Data excerpts START
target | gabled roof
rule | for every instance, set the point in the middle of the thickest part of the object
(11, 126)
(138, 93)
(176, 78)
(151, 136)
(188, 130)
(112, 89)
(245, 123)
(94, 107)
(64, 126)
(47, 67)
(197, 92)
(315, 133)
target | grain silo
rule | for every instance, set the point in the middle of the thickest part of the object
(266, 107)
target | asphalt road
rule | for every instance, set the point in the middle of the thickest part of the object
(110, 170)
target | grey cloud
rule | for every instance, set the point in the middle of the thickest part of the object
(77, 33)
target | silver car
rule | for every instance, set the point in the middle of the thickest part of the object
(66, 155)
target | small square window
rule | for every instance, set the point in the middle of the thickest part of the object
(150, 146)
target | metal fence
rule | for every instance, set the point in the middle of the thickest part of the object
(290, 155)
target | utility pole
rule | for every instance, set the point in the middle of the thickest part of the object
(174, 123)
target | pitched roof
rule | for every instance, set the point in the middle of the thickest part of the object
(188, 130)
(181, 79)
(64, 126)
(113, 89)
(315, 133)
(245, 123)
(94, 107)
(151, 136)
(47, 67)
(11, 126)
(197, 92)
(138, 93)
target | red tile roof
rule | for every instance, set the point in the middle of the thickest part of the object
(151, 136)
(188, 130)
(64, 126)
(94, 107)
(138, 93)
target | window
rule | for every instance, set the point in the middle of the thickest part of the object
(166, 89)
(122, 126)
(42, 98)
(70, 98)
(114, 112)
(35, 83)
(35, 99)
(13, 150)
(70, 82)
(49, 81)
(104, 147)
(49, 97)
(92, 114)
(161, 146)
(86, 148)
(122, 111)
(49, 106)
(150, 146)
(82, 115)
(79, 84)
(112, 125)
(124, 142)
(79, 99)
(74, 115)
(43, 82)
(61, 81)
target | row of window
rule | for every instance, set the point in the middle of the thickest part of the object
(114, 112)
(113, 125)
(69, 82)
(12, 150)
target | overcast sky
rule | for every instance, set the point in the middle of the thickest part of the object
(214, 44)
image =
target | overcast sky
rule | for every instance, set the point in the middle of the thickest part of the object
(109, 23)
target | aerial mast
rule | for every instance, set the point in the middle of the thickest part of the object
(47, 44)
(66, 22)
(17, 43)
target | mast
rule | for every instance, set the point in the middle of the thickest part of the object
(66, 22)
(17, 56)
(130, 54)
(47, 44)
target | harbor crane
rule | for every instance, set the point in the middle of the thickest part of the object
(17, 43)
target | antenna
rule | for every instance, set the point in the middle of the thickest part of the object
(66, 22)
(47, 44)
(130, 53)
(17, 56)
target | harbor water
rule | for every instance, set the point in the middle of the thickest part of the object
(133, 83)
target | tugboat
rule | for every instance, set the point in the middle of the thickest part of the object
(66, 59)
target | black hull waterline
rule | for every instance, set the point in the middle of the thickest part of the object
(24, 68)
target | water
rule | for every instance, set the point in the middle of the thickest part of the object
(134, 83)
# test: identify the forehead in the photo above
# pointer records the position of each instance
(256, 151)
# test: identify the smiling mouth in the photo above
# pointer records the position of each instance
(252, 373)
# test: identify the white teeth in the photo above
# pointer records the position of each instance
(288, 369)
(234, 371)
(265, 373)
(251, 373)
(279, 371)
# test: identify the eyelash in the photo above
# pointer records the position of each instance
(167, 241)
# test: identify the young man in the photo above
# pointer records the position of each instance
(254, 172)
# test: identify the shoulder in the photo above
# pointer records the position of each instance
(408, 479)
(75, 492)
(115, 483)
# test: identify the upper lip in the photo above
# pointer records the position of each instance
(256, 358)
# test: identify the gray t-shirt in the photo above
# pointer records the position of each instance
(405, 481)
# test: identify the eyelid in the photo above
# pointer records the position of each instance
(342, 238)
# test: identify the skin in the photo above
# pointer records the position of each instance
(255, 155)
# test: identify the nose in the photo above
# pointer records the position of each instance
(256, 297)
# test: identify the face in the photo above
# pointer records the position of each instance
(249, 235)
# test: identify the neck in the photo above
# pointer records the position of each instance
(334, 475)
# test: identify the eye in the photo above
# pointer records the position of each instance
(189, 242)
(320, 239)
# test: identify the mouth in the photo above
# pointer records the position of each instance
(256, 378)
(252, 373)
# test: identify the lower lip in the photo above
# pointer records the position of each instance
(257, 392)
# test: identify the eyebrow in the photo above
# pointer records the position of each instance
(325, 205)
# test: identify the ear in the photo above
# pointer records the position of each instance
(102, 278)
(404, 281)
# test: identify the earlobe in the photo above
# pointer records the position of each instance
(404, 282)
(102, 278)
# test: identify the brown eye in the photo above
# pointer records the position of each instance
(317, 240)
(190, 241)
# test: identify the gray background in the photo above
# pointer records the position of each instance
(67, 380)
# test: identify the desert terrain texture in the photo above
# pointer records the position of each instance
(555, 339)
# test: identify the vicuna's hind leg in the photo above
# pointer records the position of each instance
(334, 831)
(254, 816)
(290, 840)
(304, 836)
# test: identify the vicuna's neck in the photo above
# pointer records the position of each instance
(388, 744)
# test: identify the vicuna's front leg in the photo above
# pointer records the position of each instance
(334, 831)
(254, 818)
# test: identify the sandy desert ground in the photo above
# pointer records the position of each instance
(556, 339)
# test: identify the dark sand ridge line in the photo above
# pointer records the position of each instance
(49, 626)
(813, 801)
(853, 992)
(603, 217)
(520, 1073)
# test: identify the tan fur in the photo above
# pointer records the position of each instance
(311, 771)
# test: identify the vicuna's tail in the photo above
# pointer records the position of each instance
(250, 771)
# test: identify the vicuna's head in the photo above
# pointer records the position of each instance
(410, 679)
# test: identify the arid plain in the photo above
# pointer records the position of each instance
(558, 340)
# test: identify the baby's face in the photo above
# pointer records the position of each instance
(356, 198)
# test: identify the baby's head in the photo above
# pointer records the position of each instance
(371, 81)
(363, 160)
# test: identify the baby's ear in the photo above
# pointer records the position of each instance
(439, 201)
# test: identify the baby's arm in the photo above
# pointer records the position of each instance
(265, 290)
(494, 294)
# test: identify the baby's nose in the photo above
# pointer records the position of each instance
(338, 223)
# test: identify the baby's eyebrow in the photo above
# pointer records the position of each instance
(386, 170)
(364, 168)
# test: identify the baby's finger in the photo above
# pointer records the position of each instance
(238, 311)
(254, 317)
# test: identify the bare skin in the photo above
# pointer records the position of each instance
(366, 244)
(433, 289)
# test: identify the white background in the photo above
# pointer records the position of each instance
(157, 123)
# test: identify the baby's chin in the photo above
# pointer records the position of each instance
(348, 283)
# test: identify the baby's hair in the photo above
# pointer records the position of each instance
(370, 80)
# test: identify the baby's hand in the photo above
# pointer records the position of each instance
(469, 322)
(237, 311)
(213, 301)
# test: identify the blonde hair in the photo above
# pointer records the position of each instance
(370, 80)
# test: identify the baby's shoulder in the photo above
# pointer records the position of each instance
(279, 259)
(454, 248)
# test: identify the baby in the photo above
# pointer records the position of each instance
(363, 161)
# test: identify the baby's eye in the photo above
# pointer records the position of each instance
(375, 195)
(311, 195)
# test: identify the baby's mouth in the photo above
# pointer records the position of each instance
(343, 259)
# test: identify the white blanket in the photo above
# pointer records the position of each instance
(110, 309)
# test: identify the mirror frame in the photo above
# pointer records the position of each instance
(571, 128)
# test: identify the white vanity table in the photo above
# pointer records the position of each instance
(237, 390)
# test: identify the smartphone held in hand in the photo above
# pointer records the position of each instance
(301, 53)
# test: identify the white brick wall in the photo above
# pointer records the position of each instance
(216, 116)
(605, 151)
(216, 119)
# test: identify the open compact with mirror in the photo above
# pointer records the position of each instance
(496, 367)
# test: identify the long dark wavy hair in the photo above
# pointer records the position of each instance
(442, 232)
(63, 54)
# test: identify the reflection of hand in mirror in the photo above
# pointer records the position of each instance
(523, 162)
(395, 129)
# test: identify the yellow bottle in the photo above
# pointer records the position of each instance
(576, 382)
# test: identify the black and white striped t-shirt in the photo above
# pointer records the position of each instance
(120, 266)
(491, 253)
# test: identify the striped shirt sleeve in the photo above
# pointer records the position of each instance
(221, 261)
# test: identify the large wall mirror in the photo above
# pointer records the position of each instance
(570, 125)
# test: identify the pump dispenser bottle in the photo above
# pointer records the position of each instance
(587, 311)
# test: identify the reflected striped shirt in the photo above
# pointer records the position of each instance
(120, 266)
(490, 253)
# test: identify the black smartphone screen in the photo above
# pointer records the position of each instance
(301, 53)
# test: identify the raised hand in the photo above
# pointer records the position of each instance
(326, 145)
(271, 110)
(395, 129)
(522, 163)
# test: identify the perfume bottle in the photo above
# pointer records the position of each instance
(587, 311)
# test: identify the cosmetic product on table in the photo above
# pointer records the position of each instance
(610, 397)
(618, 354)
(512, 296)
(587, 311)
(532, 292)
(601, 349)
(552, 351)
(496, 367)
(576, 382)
Data excerpts END
## The task
Pull every line that holds the string "roof" out of the records.

## Answer for this exercise
target | gabled roof
target | pitched roof
target | red tile roof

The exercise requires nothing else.